Put every line of the material below into a Markdown table with a Row column giving its number and a Line column giving its text, skipping blank lines. Leave the pictures out of the table.

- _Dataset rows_
========================================================================

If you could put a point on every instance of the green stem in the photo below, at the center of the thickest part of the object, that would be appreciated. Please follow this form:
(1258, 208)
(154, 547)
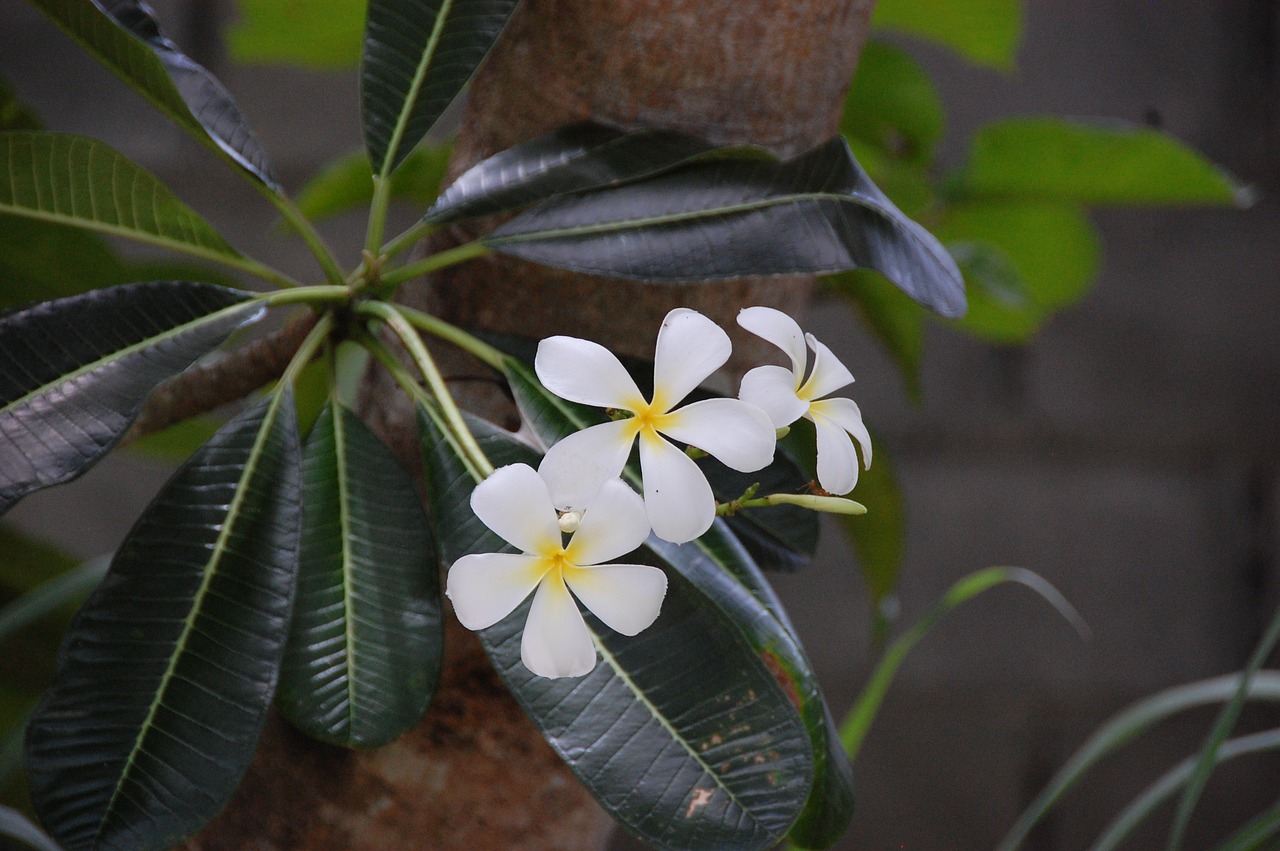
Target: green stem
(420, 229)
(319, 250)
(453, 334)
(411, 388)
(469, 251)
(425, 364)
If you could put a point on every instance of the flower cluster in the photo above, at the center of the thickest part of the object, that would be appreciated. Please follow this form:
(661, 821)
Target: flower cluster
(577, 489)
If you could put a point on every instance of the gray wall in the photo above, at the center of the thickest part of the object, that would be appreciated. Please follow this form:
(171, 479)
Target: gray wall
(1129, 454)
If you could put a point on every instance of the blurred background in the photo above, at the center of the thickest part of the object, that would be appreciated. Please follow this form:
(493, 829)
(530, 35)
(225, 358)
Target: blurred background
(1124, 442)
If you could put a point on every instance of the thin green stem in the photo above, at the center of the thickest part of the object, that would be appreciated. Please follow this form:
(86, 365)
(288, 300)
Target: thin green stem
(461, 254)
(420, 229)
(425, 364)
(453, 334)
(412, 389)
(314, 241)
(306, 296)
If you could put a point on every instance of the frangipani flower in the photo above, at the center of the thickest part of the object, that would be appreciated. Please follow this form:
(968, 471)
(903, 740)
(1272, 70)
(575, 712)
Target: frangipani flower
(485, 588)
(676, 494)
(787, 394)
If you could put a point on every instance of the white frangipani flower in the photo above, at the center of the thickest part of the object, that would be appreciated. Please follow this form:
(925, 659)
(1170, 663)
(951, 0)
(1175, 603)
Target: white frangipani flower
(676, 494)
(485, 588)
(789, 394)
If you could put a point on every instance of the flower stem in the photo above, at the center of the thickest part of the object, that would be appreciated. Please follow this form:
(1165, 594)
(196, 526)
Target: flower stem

========================================================================

- _Full solution_
| Row | Line |
|---|---|
| 1 | If you could put a point on every instance of the green stem in the photo below, at the center of the thickest part of the object, that would be appreciated. Please follow this form: |
| 2 | (1258, 208) |
| 3 | (154, 547) |
| 4 | Target: green stem |
| 5 | (420, 229) |
| 6 | (319, 250) |
| 7 | (453, 334) |
| 8 | (411, 388) |
| 9 | (469, 251) |
| 10 | (425, 364) |
| 11 | If you could put a point on every instance of the flower cluster in the photo above, at the center of the thickest part of the object, that would be appreciated. Please follow this form: |
| 12 | (661, 821) |
| 13 | Target: flower cluster |
| 14 | (577, 489) |
| 15 | If you could put a point on every instance of the gray wall in the photo above, at the center of the thickest part of the object, that would be appreciated. Please follow this form: |
| 16 | (171, 479) |
| 17 | Target: gray wall |
| 18 | (1129, 454) |
| 19 | If you could put a point on every instance of the blurred background in the photo above, at the center of the thickest part of the object, that would be appreciated. Please follow this form: |
| 20 | (493, 829) |
| 21 | (530, 35) |
| 22 | (225, 358) |
| 23 | Target: blurred background |
| 24 | (1124, 442) |
| 25 | If you could put a point on every instance of the thin green stem in the photo above, at the center of the thickest part of the object, that would be appreciated. Please follow this form: |
| 26 | (86, 365) |
| 27 | (288, 300) |
| 28 | Target: thin green stem |
| 29 | (461, 254) |
| 30 | (420, 229) |
| 31 | (425, 364) |
| 32 | (453, 334) |
| 33 | (412, 389) |
| 34 | (314, 241) |
| 35 | (306, 296) |
| 36 | If you could put a point on every instance of the frangipani flower in the photo above, at the center of the thickest part of the object, that would be appreciated. Please follow this form: |
| 37 | (968, 471) |
| 38 | (903, 740) |
| 39 | (1272, 70) |
| 40 | (575, 712) |
| 41 | Target: frangipani flower |
| 42 | (485, 588) |
| 43 | (676, 494) |
| 44 | (787, 394) |
| 45 | If you could put a point on every instance of the white frangipani flower in the photo above, at the center of the thickest part of the object, that would be appreciated. Please follow this form: |
| 46 | (925, 659) |
| 47 | (1170, 663) |
| 48 | (951, 0) |
| 49 | (1175, 603) |
| 50 | Target: white frangipani flower |
| 51 | (676, 494) |
| 52 | (485, 588) |
| 53 | (789, 394) |
| 54 | If you could put a point on every instance of the flower stem in the photo above, at the center of the thickest part of the object, that would be appreciated. Please follow this form: |
| 55 | (1165, 594) |
| 56 | (196, 526) |
| 57 | Target: flower stem |